WORK REQUIRED >>
Print the lines that run from the line with "point: the white door" to the line with "point: the concrete front", keeping both end lines, exactly as they appear in the entries below, and nothing else.

DATA SHOWN >>

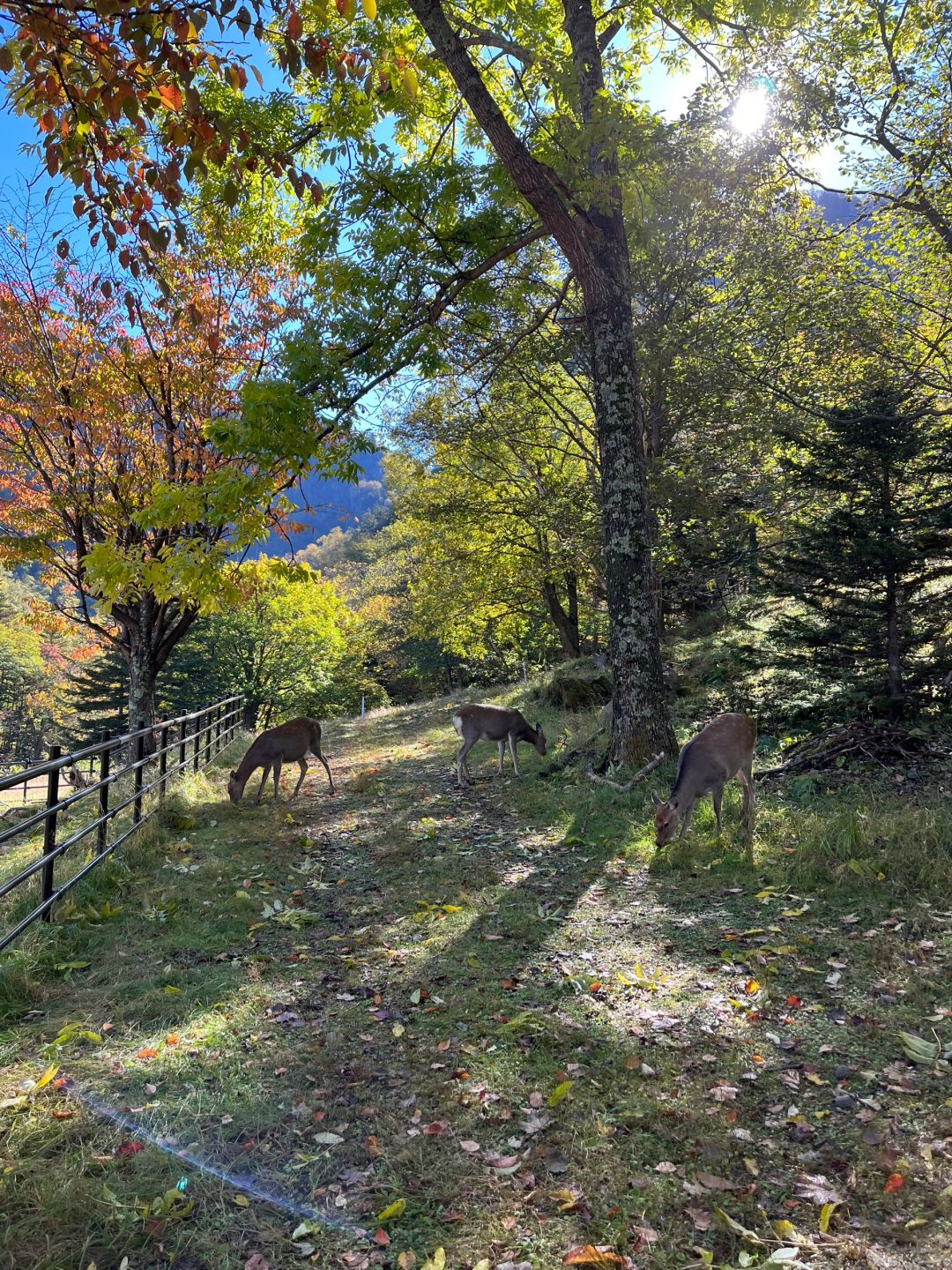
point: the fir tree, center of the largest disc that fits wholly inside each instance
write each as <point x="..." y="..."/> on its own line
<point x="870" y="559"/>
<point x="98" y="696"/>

==

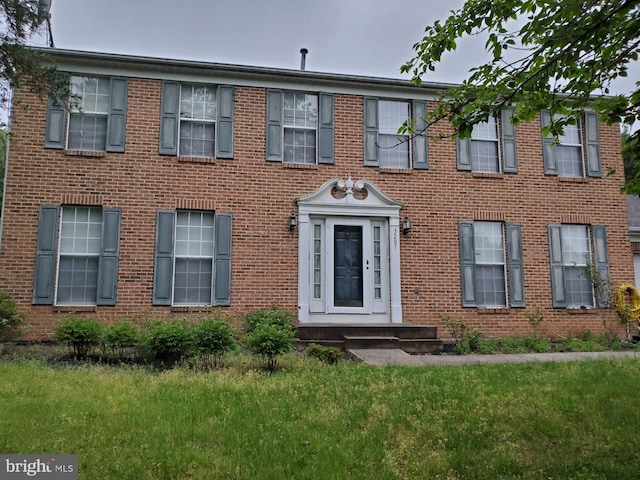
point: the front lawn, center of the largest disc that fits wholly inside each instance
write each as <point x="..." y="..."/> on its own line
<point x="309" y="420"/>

* * *

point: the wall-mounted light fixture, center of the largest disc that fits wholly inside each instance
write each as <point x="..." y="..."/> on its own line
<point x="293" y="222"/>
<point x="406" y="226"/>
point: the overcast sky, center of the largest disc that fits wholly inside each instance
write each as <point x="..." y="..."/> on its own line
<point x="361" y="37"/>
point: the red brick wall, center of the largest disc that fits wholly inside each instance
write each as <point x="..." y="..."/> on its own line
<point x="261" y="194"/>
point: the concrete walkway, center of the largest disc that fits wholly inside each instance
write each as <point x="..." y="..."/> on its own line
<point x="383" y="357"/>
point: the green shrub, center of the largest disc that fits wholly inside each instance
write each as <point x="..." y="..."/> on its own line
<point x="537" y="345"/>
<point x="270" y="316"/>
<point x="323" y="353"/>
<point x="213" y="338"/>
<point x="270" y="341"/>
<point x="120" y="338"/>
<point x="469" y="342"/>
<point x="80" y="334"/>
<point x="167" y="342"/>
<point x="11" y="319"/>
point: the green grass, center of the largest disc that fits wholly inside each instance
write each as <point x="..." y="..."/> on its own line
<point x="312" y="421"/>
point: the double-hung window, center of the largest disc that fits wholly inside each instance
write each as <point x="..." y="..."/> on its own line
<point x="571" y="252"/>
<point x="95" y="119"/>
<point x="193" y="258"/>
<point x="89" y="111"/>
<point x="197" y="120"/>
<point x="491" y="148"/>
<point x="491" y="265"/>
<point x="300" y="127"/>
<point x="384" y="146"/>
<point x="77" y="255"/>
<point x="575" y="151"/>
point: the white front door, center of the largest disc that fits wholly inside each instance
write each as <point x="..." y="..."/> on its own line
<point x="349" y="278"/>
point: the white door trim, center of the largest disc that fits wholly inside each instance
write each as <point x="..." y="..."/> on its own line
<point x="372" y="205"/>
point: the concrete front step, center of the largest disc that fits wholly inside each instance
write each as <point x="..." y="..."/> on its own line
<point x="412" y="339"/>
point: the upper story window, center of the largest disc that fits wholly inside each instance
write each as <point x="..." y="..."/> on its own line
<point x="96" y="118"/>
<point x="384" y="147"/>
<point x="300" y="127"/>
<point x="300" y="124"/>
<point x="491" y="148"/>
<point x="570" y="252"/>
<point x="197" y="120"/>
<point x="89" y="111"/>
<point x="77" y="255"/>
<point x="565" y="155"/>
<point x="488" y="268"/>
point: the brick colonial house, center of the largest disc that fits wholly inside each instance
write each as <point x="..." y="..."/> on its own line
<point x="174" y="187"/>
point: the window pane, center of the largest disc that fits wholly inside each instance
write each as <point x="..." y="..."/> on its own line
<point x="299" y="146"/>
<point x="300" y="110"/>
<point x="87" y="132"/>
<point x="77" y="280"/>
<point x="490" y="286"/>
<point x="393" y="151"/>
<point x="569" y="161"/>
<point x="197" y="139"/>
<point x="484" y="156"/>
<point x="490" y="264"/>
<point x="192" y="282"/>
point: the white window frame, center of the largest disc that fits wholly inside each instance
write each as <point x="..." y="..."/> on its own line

ANSWER TO THIS EXERCISE >>
point: the white door trim, center of the largest disc that fits wholly inside each instance
write each as <point x="..." y="..."/> on its own line
<point x="372" y="205"/>
point: the concrete front step, center of the largest disc that fits wholly inside each instance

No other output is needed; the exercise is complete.